TEXTAUSZUG =>
↓↓↓

Neue Dönastie in Stuttgart

Unsere neue Gastautorin Britta aka BoominGranny war im neuesten Fast Food Hype-Laden und hat einen rausgefoodblogged. Spoiler: War geil und sie geht wieder. Auch ohne Fleisch.

Ich sag ja immer: „Es ist nicht alles schlecht, was aus Tübingen kommt. Außer es hat einen Dienstausweis.“

Im vorliegenden Fall könnte sich meine Weisheit auch deshalb bestätigen, weil die Erfinder der Dönerbude 2.0 gar nicht aus Tübingen (dort wurde nur die erste Filiale eröffnet), sondern aus Karlsruhe kommen. Das ist in Stuttgart eigentlich ein geschäftsschädigendes Ausschlusskriterium, aber in diesem Fall wohl allen egal.

Denn alle gehen seit Anfang Januar zur Neuen Dönastie. Alle wollen nur noch den neuen Döner, nicht mehr den alten. Ich believe auch dem Hype und mache mich auf den Weg in die Kronenstraße: Home of the famous City Rewe (einziger Ort, an dem sich Stuttgart wirklich wie Berlin anfühlt) und des gläsernen Big FM Studio (sitzt da eigentlich auch mal jemand drin und moderiert? Gibt’s überhaupt noch Radio?!).

↑↑↑

DATENAUSZUG =>
↓↓↓

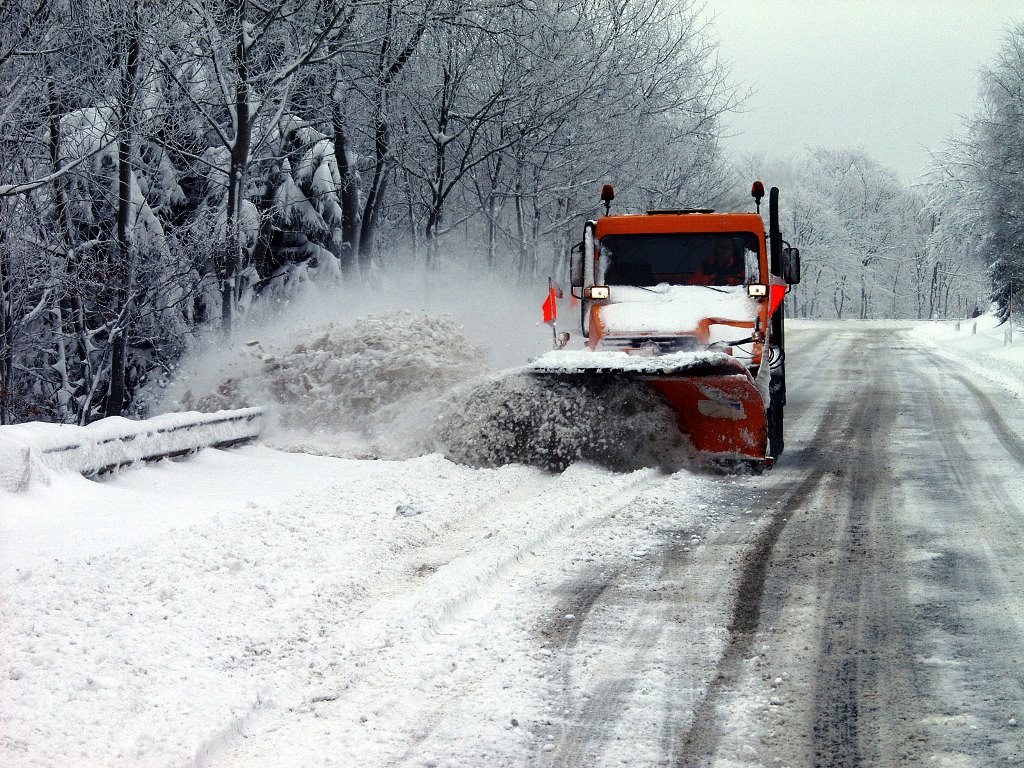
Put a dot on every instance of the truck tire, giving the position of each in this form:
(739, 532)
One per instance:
(776, 407)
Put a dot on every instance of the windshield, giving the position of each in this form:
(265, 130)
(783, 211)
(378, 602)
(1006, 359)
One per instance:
(696, 259)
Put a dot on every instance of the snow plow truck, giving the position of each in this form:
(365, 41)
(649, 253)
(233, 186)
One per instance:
(689, 300)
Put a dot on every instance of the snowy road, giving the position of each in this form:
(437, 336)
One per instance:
(859, 605)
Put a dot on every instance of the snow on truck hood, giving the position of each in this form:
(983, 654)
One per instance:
(673, 309)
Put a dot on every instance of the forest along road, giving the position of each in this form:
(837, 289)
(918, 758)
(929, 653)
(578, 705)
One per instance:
(860, 604)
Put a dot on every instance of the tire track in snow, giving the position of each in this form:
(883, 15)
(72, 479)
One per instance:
(968, 572)
(413, 627)
(812, 453)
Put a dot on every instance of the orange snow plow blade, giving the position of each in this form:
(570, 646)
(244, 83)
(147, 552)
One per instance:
(723, 416)
(716, 400)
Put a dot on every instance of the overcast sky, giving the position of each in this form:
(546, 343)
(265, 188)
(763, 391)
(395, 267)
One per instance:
(893, 77)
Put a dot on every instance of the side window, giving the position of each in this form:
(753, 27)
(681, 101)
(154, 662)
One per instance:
(752, 265)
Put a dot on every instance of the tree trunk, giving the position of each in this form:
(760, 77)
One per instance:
(375, 198)
(349, 194)
(120, 329)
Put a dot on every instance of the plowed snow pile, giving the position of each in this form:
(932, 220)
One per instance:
(399, 385)
(552, 423)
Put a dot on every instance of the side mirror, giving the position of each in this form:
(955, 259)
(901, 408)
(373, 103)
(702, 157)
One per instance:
(576, 265)
(791, 265)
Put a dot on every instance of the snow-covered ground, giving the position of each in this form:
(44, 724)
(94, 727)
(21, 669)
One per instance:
(156, 616)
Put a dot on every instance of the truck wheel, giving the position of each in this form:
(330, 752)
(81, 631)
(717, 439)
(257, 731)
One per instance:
(776, 440)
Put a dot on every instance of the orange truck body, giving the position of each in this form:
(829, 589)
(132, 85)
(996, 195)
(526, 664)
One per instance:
(709, 341)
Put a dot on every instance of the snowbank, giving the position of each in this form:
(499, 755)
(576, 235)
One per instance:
(37, 449)
(982, 346)
(552, 423)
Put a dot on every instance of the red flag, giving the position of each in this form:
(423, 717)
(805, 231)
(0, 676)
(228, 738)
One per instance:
(550, 307)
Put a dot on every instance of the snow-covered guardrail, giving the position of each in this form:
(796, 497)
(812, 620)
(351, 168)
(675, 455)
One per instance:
(113, 442)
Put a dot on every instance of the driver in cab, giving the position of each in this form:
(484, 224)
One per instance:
(723, 267)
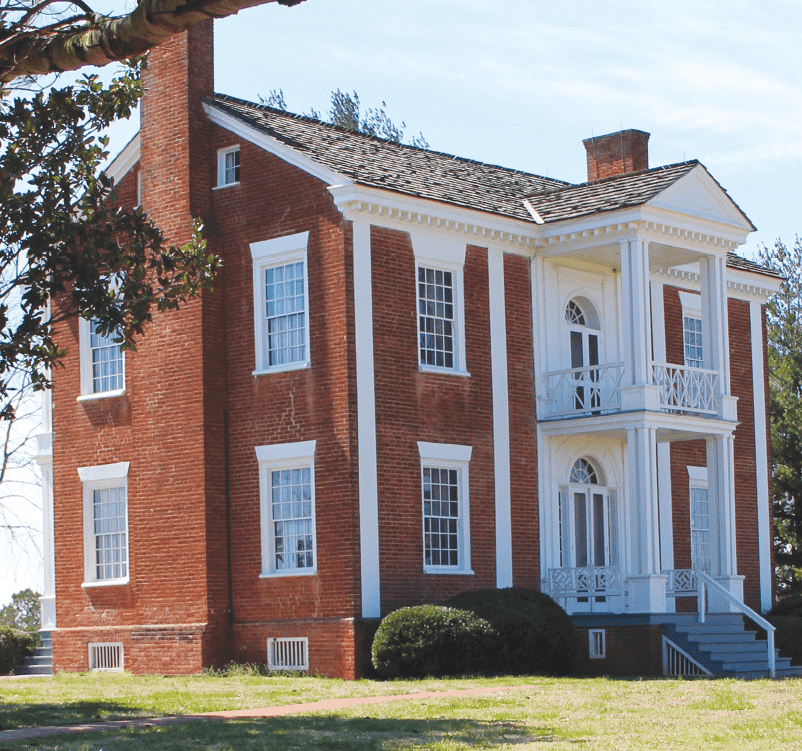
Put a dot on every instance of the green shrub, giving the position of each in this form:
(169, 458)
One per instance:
(431, 640)
(15, 646)
(788, 605)
(788, 636)
(535, 635)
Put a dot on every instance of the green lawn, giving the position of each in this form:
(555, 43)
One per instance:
(560, 713)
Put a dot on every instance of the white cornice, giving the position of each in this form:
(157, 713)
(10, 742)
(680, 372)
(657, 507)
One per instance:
(360, 203)
(273, 146)
(742, 285)
(121, 164)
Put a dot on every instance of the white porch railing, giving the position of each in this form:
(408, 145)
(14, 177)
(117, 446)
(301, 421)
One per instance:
(689, 582)
(586, 583)
(588, 390)
(686, 389)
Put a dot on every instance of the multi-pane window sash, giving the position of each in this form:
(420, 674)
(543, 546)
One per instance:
(441, 517)
(692, 334)
(292, 518)
(436, 317)
(111, 536)
(285, 301)
(107, 361)
(231, 167)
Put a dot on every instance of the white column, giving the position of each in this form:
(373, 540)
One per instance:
(366, 425)
(647, 584)
(721, 495)
(501, 417)
(761, 455)
(715, 329)
(638, 393)
(663, 449)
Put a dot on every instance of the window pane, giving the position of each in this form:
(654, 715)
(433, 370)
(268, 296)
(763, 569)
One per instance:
(436, 316)
(441, 516)
(292, 519)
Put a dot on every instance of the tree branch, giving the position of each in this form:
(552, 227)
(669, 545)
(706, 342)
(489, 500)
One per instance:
(26, 52)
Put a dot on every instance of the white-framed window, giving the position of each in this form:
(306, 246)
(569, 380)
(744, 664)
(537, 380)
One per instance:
(105, 507)
(281, 303)
(287, 508)
(692, 329)
(446, 508)
(102, 363)
(228, 166)
(700, 518)
(439, 267)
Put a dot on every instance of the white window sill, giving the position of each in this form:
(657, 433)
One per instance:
(288, 572)
(448, 571)
(282, 368)
(444, 371)
(100, 395)
(106, 583)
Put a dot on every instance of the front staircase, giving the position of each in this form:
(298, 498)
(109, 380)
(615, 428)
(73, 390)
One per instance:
(720, 646)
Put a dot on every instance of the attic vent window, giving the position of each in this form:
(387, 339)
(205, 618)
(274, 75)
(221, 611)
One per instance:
(228, 167)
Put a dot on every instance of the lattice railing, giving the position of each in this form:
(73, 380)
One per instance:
(686, 389)
(588, 581)
(589, 390)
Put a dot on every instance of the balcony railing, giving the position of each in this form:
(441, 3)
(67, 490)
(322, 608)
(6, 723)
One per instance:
(686, 389)
(594, 389)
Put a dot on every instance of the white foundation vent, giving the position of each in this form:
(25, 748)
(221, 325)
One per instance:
(106, 656)
(288, 654)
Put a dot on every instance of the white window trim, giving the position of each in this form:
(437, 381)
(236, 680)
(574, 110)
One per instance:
(221, 167)
(442, 254)
(85, 353)
(283, 456)
(96, 478)
(450, 456)
(277, 252)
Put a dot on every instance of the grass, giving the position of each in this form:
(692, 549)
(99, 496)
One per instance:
(555, 713)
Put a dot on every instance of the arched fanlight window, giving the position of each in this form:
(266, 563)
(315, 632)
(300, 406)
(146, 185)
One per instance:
(574, 314)
(584, 473)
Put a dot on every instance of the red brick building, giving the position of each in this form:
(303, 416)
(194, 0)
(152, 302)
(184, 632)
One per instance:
(416, 375)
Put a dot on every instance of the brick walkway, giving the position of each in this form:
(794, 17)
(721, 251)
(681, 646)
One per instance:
(279, 711)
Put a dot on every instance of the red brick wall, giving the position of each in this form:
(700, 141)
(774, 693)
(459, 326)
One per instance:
(523, 441)
(413, 406)
(693, 453)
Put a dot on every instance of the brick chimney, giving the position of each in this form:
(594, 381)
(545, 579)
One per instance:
(617, 154)
(175, 132)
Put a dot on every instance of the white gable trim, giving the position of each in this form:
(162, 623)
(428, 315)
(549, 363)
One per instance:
(122, 164)
(678, 196)
(273, 146)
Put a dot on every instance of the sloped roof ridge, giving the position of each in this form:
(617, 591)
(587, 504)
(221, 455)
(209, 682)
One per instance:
(367, 136)
(615, 178)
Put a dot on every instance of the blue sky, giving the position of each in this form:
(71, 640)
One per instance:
(522, 83)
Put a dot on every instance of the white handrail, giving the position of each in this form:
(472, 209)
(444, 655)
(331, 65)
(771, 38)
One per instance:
(703, 580)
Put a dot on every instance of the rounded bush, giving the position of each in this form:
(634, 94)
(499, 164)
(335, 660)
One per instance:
(788, 605)
(15, 646)
(431, 640)
(534, 634)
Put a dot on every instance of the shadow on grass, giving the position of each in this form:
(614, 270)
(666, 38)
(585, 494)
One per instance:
(298, 732)
(14, 716)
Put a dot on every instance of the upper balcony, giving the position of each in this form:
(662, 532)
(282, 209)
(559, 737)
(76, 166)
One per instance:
(597, 390)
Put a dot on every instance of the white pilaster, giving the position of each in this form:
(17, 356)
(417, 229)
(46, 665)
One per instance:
(501, 417)
(366, 425)
(663, 449)
(647, 584)
(761, 455)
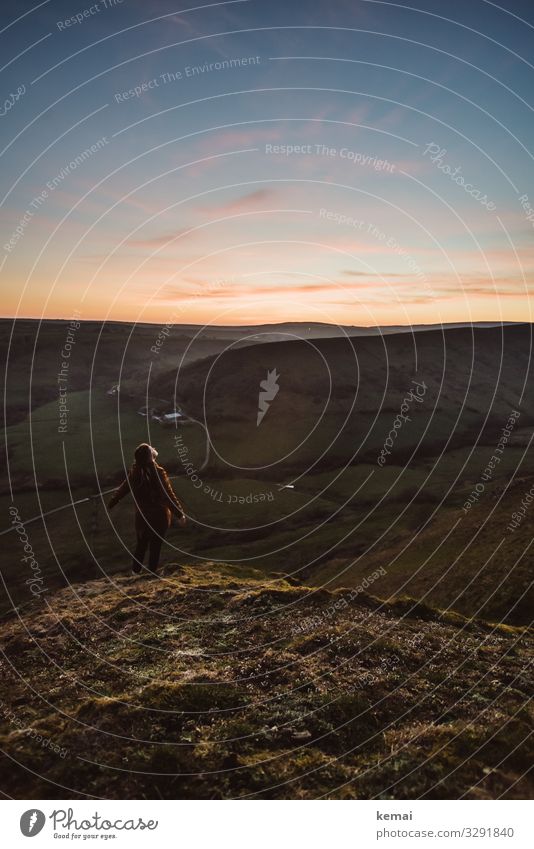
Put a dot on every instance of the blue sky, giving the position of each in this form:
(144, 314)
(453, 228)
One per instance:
(353, 162)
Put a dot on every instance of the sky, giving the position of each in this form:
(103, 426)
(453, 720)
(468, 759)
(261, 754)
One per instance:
(253, 161)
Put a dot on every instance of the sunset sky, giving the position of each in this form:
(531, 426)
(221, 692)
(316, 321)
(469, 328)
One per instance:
(279, 161)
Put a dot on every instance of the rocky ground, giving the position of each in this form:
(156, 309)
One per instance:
(215, 682)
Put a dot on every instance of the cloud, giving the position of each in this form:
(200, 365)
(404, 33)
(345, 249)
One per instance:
(158, 241)
(251, 200)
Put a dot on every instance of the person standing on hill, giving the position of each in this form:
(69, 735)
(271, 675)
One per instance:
(155, 502)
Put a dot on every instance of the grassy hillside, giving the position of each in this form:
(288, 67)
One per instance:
(216, 683)
(323, 432)
(338, 398)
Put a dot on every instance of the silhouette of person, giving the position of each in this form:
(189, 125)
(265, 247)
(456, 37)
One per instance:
(155, 502)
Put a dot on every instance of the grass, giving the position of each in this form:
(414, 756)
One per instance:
(154, 689)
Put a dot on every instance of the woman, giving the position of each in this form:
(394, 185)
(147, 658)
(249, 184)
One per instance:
(155, 502)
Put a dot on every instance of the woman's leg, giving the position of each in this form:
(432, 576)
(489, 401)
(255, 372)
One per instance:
(156, 541)
(142, 533)
(160, 526)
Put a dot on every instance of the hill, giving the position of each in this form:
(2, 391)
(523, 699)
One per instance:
(217, 683)
(338, 399)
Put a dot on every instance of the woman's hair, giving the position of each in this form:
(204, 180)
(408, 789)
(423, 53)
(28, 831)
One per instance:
(144, 454)
(144, 470)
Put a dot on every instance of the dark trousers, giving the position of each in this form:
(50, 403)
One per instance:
(151, 525)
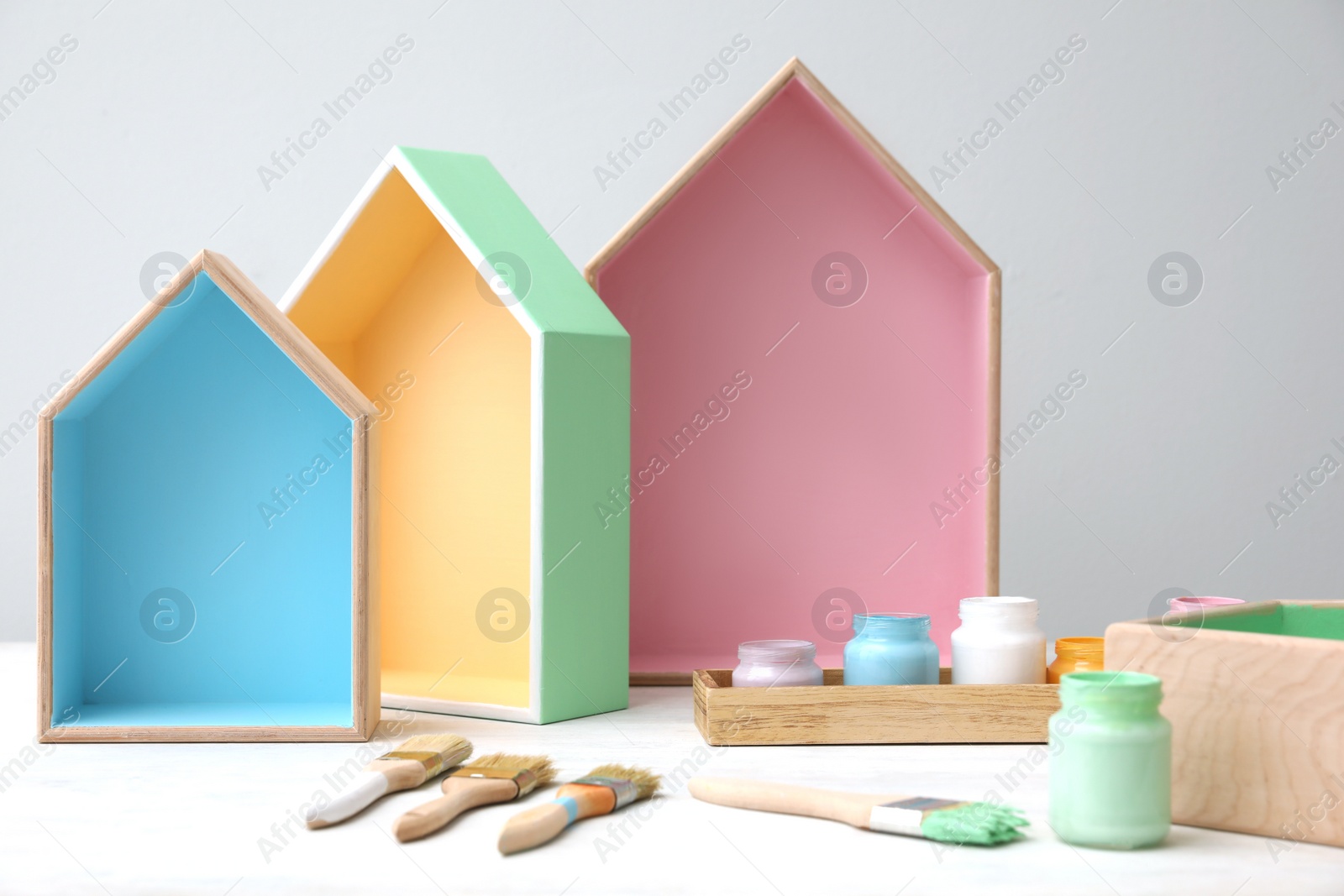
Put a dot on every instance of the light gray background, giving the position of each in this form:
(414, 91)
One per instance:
(151, 136)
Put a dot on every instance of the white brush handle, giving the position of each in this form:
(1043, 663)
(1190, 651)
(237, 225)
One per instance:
(363, 790)
(763, 795)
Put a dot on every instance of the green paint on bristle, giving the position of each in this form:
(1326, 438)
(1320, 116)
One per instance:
(976, 824)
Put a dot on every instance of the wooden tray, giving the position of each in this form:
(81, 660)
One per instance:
(1256, 698)
(833, 714)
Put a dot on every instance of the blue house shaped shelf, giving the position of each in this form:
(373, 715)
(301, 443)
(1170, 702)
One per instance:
(205, 535)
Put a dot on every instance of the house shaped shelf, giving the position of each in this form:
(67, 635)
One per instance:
(501, 385)
(816, 371)
(203, 537)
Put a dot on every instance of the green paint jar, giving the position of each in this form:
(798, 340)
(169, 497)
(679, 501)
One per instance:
(1110, 779)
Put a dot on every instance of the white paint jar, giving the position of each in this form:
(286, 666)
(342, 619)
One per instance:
(776, 664)
(998, 642)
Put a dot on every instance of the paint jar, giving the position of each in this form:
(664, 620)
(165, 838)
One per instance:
(998, 642)
(1075, 654)
(890, 649)
(1200, 605)
(776, 664)
(1110, 781)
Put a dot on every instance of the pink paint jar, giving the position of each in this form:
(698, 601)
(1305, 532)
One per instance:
(1200, 605)
(776, 664)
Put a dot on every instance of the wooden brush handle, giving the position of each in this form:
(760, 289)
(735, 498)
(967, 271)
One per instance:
(853, 809)
(459, 795)
(544, 822)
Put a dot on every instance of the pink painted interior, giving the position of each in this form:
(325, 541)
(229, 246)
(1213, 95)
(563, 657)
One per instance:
(824, 469)
(1186, 605)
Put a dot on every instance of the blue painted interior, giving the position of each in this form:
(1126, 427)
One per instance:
(163, 470)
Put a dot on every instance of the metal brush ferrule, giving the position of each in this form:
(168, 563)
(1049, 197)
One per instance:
(906, 815)
(524, 778)
(627, 792)
(433, 762)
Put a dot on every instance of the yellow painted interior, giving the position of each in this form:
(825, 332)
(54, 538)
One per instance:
(396, 308)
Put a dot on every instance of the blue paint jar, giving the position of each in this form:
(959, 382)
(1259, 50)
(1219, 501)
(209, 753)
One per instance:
(890, 649)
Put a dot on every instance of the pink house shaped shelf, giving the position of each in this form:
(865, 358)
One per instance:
(815, 375)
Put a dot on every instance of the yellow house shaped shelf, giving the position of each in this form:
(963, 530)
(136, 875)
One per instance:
(501, 387)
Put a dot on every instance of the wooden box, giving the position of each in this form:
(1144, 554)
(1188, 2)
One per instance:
(206, 544)
(835, 714)
(1256, 698)
(816, 391)
(501, 394)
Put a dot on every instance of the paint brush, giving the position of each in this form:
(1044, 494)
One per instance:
(409, 766)
(949, 821)
(601, 792)
(491, 779)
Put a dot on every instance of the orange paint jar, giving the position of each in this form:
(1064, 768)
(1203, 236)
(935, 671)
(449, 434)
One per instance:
(1075, 654)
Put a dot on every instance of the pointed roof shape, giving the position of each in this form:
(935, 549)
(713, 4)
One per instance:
(503, 392)
(203, 530)
(492, 228)
(851, 327)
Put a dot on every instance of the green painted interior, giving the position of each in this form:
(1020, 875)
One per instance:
(1299, 621)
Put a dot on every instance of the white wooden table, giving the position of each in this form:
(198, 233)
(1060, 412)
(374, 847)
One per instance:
(213, 819)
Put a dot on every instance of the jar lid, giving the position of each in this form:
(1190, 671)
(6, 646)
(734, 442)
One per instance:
(998, 607)
(777, 651)
(913, 620)
(1110, 687)
(1079, 645)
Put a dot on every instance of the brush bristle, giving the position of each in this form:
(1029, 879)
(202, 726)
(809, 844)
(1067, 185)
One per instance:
(454, 750)
(645, 781)
(539, 766)
(976, 824)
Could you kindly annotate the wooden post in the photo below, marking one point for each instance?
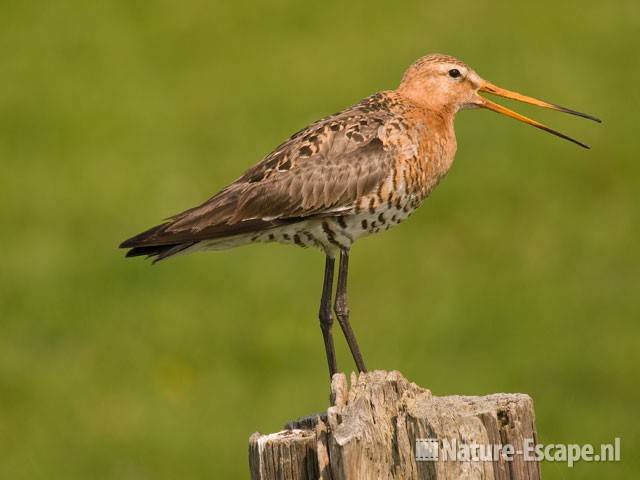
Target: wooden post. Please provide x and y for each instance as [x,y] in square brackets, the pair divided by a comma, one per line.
[370,432]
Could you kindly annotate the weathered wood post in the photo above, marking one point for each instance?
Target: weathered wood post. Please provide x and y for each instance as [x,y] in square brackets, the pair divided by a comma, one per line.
[370,432]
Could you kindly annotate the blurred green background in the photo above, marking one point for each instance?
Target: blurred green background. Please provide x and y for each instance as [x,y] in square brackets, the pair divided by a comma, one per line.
[519,274]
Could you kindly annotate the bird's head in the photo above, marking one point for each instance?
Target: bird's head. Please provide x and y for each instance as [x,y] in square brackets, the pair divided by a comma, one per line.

↑↑↑

AUFGABE => Gib aus dem Text über die Neue Dönastie den Abschnitt wortgetreu aus, beginnend bei „Neue Dönastie in“ und endend bei „Auch ohne Fleisch.“.

ERWARTETE AUSGABE =>
Neue Dönastie in Stuttgart

Unsere neue Gastautorin Britta aka BoominGranny war im neuesten Fast Food Hype-Laden und hat einen rausgefoodblogged. Spoiler: War geil und sie geht wieder. Auch ohne Fleisch.